▶ DOCUMENT:
◇ ◇ ◇ ◇ ◇ ◇ ◇
General Introduction

Microscopes based on Fresnel zone plates will often suffer from "energy drift" where the position of an observed sample feature will vary linearly with respect to the photon energy. This drift is due to systematic positioning errors that occur when the zone plate Z-axis stage moves, and has two parts:

  • Real Drift: The main drift problem is caused by the ZP stage not moving parallel to X-ray beam axis.
  • Virtual Drift: A related indirect drift problem is caused by the interferometer mirror surface not being parallel to the ZP stage movement, and the measured change in laser path length being included in the feedback system to erroneously adjust the sample fine stage.

Note that a drift will appear worse when looking more closely at it, i.e. the more one zooms in on a sample region, the more sensitive the measurements are to the drift. One should also never expect to completely eliminate drift, but only to minimise it until it is no longer significant.

Also note that changes in temperature can cause the distance between the sample and the interferometer mirrors to change and thus cause a random drift of the image with respect to the interferometric position measurements. This issue can only be addressed with careful instrument design and operation, and is completely separate from the drifts discussed in this article.

The consequences of an energy drift include:

  • Misaligned data: The data stacks must be aligned image-by-image in order to correctly interpret the observations.
  • Image Padding Requirements: Image stacks require padding in order to keep features of interest within the measured area over the full energy range.
◇ ◇ ◇ ◇ ◇ ◇ ◇
[Entries from a dataset]

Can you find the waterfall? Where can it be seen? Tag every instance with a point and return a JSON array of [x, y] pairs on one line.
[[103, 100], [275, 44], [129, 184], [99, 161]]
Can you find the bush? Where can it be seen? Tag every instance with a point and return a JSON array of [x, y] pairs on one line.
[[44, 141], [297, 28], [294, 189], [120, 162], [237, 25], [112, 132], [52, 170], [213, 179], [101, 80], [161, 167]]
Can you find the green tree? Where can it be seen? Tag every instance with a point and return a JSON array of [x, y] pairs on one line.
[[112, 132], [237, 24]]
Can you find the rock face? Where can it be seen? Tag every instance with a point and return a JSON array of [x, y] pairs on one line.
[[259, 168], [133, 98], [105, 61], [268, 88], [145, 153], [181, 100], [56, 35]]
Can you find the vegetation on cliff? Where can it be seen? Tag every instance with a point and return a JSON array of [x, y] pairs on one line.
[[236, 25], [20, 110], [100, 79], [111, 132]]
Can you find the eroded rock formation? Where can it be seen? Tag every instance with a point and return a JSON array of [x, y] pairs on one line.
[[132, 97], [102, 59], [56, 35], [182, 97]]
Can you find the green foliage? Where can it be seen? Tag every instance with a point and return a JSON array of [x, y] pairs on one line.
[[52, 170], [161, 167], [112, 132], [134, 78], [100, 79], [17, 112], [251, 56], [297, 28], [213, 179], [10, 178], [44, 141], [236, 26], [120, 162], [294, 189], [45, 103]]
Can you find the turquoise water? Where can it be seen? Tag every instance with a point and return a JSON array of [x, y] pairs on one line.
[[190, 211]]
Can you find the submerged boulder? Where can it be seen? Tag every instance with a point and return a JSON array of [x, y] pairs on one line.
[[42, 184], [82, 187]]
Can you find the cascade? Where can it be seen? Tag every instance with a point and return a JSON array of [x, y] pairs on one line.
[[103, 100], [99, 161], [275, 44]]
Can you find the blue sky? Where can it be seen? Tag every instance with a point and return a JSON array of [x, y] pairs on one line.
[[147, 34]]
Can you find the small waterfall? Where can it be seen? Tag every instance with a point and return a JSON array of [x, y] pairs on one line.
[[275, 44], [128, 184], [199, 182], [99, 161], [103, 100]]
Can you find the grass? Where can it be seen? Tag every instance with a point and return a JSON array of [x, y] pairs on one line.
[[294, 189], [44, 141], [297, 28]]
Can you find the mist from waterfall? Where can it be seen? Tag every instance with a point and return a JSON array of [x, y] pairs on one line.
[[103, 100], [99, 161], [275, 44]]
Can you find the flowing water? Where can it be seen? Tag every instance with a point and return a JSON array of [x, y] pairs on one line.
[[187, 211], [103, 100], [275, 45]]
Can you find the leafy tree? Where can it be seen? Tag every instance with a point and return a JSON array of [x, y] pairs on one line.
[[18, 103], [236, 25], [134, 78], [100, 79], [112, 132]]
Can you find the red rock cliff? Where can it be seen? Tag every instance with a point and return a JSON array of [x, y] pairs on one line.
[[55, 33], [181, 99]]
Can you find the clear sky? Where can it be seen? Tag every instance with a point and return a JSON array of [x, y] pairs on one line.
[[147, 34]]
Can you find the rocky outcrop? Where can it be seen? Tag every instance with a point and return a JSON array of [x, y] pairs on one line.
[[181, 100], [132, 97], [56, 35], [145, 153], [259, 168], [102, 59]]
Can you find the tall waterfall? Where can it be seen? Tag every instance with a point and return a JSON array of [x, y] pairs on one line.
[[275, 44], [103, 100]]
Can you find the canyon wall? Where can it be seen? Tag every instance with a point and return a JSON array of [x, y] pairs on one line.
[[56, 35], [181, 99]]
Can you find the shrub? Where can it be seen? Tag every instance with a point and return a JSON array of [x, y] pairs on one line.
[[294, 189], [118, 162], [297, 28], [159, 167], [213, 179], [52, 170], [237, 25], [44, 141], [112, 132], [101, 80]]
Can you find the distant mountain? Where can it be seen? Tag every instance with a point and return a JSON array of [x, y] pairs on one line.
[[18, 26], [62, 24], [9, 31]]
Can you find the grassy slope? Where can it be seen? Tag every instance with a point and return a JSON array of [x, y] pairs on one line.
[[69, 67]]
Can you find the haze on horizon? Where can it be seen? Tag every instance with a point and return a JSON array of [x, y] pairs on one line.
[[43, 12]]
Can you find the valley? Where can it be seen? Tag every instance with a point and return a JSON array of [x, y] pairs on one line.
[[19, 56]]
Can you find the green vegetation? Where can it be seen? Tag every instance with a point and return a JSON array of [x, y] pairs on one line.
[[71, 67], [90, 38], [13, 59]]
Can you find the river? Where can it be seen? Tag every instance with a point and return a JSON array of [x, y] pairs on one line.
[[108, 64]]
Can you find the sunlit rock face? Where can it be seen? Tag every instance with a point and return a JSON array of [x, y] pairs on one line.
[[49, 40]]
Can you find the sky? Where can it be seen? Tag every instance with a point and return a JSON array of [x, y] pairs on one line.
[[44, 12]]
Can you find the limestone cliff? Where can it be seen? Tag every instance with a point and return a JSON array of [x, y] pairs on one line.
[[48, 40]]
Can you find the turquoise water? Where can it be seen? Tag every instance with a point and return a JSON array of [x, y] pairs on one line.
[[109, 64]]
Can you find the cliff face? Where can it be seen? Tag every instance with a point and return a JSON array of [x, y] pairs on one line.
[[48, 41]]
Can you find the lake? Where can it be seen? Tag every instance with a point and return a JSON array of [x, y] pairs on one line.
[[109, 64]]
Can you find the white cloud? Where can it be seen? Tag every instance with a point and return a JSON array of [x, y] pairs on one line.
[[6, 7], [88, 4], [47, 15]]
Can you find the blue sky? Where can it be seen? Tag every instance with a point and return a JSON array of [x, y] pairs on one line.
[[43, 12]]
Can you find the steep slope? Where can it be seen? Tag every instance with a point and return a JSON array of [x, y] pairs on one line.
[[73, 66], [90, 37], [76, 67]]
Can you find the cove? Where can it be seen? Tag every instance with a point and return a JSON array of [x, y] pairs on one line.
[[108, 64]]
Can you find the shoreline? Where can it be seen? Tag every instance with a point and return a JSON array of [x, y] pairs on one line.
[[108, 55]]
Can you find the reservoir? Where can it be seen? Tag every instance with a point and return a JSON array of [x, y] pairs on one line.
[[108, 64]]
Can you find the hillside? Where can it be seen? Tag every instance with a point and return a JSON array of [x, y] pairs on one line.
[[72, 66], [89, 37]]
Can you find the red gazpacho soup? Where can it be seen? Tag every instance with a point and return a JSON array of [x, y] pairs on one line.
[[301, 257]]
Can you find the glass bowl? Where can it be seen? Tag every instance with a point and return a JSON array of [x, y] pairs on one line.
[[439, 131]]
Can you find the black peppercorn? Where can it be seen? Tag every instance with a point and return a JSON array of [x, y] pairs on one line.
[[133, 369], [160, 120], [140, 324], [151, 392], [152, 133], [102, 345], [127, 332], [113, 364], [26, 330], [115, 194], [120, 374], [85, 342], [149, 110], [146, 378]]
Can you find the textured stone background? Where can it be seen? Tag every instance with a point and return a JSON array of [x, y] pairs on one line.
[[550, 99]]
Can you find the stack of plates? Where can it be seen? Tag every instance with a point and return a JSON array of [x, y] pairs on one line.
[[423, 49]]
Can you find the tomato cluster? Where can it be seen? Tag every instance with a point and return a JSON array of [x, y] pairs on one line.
◇ ◇ ◇ ◇ ◇ ◇ ◇
Reproduce word for word the part of the energy drift text from "The consequences of" to "full energy range.".

▶ ANSWER TO THIS TASK:
The consequences of an energy drift include:

  • Misaligned data: The data stacks must be aligned image-by-image in order to correctly interpret the observations.
  • Image Padding Requirements: Image stacks require padding in order to keep features of interest within the measured area over the full energy range.